→ **Problem details**: The answer must be every line of the data that holds the word "belongs".

→ **The data**:
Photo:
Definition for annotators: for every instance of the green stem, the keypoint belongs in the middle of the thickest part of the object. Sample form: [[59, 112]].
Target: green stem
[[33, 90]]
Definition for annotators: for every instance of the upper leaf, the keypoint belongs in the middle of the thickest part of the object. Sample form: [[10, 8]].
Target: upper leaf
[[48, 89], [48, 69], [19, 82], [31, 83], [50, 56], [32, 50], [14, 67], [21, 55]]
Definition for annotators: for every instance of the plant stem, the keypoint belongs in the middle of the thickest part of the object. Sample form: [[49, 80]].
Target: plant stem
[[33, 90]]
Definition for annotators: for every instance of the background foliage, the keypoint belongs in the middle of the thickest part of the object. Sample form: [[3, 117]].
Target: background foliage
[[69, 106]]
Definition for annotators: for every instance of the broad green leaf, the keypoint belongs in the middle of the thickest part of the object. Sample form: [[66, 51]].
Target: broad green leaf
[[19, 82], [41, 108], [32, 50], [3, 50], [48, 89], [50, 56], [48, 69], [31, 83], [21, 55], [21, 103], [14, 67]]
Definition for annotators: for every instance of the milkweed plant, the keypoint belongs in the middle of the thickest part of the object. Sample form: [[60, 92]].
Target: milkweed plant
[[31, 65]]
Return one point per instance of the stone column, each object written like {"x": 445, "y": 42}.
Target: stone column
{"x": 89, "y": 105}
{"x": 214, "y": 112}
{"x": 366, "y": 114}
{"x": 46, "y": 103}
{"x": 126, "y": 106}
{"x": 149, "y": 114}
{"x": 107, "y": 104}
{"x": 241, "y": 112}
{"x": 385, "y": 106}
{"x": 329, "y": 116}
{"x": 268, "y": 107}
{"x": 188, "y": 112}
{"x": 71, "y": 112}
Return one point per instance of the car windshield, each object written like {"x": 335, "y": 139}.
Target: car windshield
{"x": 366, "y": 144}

→ **Response**:
Definition for annotators: for every instance of the green stem, the keypoint belongs in the middle of the thickest part of the object. Sample form: [[59, 112]].
Definition for annotators: for every instance of the upper leaf, the keypoint belongs in the middle of the thickest part of the object. Sample form: [[10, 8]].
Definition for annotators: for every instance of the plant stem, the keypoint belongs in the middle of the thickest part of the object. Sample form: [[49, 80]].
Definition for annotators: for every instance of the background foliage, the keypoint belongs in the middle of the thickest part of the object. Sample form: [[3, 117]].
Definition for annotators: for every instance of the broad green leaf, the keypoint belongs in the middle of the thickest part of the object. Sample form: [[66, 51]].
Definition for annotators: for every instance of the milkweed plant, the keypoint belongs in the middle of the thickest part of the object. Sample form: [[60, 92]].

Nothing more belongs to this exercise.